Input material.
******

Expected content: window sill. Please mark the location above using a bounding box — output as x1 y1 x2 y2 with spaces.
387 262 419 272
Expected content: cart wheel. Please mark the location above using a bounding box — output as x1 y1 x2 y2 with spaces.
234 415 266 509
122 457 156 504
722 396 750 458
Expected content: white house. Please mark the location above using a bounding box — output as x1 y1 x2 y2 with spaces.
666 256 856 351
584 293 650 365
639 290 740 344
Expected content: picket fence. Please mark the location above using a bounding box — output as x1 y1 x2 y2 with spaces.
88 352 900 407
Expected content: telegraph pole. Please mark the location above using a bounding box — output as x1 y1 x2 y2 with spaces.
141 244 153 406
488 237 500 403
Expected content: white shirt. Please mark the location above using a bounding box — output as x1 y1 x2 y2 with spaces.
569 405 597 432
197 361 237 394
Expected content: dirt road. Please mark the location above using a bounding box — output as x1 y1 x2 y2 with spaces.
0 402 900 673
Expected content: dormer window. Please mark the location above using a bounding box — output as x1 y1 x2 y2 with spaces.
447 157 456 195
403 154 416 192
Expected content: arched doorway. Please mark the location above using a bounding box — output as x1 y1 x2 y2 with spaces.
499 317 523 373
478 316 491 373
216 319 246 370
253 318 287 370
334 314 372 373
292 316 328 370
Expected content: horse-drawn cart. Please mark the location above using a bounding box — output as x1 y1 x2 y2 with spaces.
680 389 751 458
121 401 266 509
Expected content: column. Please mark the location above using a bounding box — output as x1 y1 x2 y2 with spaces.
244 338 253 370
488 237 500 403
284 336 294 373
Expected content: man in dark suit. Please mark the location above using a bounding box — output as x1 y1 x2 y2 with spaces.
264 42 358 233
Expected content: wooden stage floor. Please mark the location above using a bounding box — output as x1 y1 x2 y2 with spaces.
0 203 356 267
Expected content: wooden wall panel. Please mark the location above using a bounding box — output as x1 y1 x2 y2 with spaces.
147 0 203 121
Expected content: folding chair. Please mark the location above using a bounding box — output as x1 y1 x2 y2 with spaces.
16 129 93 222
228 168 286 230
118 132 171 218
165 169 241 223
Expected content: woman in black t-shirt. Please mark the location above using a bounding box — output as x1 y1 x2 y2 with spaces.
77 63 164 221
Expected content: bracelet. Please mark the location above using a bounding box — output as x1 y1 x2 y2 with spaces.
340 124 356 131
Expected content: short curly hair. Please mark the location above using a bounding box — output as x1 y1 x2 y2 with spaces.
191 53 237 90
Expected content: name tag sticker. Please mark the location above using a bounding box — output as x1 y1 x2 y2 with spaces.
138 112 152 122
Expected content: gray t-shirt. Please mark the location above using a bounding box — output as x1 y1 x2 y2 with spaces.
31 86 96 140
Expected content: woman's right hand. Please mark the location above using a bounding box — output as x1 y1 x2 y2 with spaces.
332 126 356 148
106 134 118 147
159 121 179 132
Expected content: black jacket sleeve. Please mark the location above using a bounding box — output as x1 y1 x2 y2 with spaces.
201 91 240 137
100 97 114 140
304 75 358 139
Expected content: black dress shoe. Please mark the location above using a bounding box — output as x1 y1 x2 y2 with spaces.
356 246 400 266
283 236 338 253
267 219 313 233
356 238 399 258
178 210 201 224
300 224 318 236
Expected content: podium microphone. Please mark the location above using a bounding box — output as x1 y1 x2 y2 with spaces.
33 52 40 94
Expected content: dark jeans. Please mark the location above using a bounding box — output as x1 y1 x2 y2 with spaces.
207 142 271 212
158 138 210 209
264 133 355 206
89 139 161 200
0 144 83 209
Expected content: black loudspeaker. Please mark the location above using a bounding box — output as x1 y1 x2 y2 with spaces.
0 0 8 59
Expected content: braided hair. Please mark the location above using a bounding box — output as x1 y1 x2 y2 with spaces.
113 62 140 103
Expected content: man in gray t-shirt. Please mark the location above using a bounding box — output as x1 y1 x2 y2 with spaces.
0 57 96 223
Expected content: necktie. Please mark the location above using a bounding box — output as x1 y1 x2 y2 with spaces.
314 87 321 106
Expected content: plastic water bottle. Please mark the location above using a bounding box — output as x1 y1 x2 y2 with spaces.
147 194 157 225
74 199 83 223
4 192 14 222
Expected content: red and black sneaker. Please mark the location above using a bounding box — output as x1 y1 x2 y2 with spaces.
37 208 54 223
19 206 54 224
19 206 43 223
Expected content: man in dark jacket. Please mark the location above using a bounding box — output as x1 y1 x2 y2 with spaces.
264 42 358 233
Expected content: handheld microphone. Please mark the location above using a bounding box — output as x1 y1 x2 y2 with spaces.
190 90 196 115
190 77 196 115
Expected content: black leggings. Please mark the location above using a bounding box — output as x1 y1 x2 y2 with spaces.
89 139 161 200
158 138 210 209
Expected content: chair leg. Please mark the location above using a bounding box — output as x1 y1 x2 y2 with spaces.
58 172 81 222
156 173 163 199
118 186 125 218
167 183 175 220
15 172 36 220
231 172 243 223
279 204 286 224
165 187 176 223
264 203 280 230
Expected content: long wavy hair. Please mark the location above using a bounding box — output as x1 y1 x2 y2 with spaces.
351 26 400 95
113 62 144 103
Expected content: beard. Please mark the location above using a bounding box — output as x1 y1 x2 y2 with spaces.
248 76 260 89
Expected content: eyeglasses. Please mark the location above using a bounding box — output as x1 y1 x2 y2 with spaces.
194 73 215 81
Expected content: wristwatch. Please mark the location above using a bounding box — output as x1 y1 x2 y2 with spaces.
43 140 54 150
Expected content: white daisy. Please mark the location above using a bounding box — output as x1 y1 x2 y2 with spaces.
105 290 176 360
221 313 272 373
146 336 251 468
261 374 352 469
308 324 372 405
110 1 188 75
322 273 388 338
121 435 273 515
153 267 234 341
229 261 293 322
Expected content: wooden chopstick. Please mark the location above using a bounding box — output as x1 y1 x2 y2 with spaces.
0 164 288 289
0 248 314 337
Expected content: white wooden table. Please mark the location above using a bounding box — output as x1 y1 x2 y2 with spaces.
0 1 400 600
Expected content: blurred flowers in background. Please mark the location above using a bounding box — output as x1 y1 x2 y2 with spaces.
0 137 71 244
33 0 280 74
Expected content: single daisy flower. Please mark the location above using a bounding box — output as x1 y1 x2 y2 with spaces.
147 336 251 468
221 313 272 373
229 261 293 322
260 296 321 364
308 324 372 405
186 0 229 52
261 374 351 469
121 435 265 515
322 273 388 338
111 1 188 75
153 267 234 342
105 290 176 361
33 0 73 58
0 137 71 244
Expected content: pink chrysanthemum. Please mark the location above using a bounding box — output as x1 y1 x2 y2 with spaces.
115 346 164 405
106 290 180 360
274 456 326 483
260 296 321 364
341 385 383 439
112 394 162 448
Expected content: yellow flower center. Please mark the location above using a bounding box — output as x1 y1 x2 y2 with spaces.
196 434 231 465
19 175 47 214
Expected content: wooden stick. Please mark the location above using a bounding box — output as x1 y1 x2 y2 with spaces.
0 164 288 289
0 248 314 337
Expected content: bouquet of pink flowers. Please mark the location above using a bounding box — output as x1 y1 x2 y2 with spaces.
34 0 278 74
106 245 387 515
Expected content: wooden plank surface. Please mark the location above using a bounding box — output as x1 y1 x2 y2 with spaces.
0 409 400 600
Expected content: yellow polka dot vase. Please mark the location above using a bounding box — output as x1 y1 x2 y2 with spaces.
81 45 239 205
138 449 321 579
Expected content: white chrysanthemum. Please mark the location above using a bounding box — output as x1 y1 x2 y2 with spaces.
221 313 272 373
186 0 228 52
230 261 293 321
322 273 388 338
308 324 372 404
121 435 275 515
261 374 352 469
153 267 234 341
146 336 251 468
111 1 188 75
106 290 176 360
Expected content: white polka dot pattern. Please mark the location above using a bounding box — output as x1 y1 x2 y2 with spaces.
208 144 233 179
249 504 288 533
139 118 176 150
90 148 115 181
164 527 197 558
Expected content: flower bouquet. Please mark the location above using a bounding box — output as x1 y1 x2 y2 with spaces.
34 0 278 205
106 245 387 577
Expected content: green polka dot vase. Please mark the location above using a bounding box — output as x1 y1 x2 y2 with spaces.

******

Task description. Locate each line in the data containing the string "microphone" and copy it out in full.

Result for this task.
Expected content: podium microphone. Please mark the location above using a bounding box — output as x1 y1 x2 y2 with spaces.
Expected content: handheld microphone. Please mark the location above using a bounding box — output as x1 y1 x2 y2 with spaces.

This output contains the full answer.